-- Start TEXT SECTION --

[linux-audio-dev] Locks or no locks?

Patrick Stinson patrickkidd at gmail.com
Fri Jan 12 09:21:17 UTC 2007


The skinny:

- Never make a blocking call in your synth thread; there are ways around it.
Using a thread lock is a blocking call.
- Use atomic operations where possible and for as long as possible to avoid
complicated messaging code.
- Have the synth thread operate on built-in types (int, float, bool)), which
can safely be set by any thread without worrying about locking.
- Use a timer in the gui thread to make a callback to update widgets based
on atomic values set by the synth thread. 20 ms is fine. Use a boolean to
indicate that a resource has changed and should be read.

This will get you through most problems. On the other hand, automating
controls (as is done in most plugin architectures like vst) is something
that needs to be event based from the synth thread to the ui thread, and you
will need to figure out a non-blocking message queue for that. For that I
leave the solution open to others in this list.

On 1/11/07, nick thomas <jesuswaffle at gmail.com> wrote:
>
> I apologize if this has been discussed previously on the list; Google
> didn't seem to be turning anything up from the list archives.
>
> I'm writing my first DSP program for JACK. My problem is this: I've
> got a high-priority audio synthesis thread, and a low-priority user
> interface thread, and they need to communicate: the UI thread needs to
> tell the synthesis thread to respond to the user twisting knobs and
> moving sliders in the interface, and the the synthesis thread needs to
> tell the UI thread what it's doing, so that the UI thread can update
> its monitoring widgets. I'm sure that this is an extremely common
> situation for JACK programs, and I was wondering how to handle it.

-- End TEXT SECTION --
-- Start EXTRACTED INFORMATION --

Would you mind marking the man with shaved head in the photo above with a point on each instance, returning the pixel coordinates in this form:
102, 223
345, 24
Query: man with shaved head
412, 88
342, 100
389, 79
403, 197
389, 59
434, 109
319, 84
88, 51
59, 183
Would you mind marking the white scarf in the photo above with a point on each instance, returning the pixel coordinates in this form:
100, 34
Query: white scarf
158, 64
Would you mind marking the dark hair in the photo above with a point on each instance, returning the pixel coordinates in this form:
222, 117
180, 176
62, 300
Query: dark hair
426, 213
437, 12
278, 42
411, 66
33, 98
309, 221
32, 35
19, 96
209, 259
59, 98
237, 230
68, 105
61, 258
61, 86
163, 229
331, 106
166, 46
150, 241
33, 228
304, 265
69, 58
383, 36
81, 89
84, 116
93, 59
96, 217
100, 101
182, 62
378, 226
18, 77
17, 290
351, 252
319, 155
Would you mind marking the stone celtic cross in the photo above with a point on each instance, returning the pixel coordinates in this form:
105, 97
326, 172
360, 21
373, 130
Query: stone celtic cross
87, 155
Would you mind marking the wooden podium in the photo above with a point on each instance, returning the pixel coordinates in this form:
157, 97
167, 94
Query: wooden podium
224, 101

-- End EXTRACTED INFORMATION --
-- Start EXTRACTED INFORMATION --

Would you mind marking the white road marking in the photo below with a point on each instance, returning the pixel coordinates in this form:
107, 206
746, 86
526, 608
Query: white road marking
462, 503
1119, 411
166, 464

-- End EXTRACTED INFORMATION --

* PROMPT *
Reproduce the stretch of the mailing-list post on locks in audio threads that opens with the words containing "- Have the synth" and closes with "in this list.".

* SOLUTION FOR THIS TASK *
- Have the synth thread operate on built-in types (int, float, bool)), which
can safely be set by any thread without worrying about locking.
- Use a timer in the gui thread to make a callback to update widgets based
on atomic values set by the synth thread. 20 ms is fine. Use a boolean to
indicate that a resource has changed and should be read.

This will get you through most problems. On the other hand, automating
controls (as is done in most plugin architectures like vst) is something
that needs to be event based from the synth thread to the ui thread, and you
will need to figure out a non-blocking message queue for that. For that I
leave the solution open to others in this list.